-- WHAT IS BEING ASKED --
Count the lines of the data below that contain the string "sign", matching case exactly. Give only the number.
----- INPUT MATERIAL -----
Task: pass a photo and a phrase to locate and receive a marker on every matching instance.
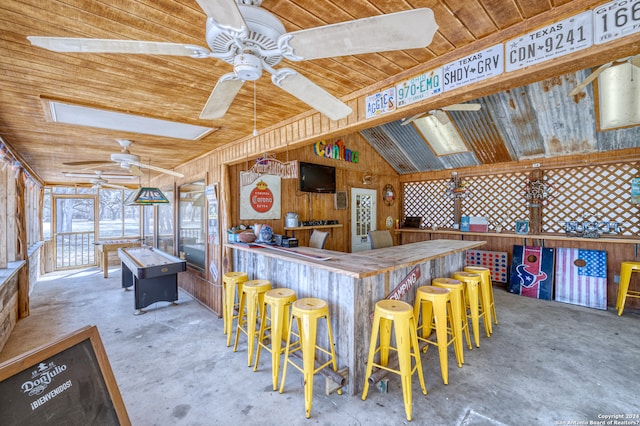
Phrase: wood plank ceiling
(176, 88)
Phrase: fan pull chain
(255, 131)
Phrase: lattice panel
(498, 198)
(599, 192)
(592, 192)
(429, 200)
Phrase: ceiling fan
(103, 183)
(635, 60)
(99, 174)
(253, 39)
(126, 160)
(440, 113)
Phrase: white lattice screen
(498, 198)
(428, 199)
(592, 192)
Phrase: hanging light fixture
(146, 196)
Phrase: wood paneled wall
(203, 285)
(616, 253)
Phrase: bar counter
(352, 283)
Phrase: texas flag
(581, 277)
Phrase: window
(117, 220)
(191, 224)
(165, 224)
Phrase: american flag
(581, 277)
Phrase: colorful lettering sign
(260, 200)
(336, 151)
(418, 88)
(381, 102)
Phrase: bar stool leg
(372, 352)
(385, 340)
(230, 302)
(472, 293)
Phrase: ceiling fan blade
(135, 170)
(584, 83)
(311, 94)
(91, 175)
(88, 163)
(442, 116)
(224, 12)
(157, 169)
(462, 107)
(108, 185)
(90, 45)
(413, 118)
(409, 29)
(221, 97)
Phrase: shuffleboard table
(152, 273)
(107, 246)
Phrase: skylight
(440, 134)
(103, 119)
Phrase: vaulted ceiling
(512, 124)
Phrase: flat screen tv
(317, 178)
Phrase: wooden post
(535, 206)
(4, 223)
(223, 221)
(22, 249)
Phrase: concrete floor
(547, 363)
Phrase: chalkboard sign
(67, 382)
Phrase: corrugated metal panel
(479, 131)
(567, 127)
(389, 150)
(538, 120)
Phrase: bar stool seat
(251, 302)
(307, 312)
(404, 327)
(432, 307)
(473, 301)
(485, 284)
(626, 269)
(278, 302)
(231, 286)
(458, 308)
-----
----- INPUT MATERIAL -----
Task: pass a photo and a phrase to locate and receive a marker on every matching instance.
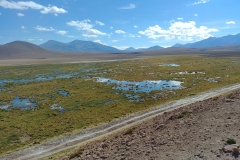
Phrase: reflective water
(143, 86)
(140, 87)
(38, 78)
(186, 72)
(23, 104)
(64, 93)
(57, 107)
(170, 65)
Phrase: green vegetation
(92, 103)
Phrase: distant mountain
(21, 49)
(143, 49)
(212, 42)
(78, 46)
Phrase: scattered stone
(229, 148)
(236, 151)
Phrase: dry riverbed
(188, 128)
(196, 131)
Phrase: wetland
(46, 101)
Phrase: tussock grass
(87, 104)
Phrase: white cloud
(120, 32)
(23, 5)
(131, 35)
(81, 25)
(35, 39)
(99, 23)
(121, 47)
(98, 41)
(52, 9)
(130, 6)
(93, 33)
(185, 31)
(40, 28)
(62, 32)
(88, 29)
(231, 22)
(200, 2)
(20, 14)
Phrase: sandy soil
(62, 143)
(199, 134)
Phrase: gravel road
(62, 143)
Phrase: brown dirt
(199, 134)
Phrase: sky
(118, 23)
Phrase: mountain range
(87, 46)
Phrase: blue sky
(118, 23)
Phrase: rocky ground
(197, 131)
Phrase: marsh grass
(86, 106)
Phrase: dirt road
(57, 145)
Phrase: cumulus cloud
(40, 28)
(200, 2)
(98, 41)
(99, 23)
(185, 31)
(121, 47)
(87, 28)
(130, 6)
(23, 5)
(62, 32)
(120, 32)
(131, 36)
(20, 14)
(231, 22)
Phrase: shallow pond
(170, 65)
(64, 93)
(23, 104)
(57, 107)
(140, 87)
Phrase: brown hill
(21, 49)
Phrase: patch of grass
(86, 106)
-----
----- INPUT MATERIAL -----
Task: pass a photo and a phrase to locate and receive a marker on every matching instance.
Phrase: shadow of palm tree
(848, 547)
-----
-- ANSWER TO THIS TASK --
2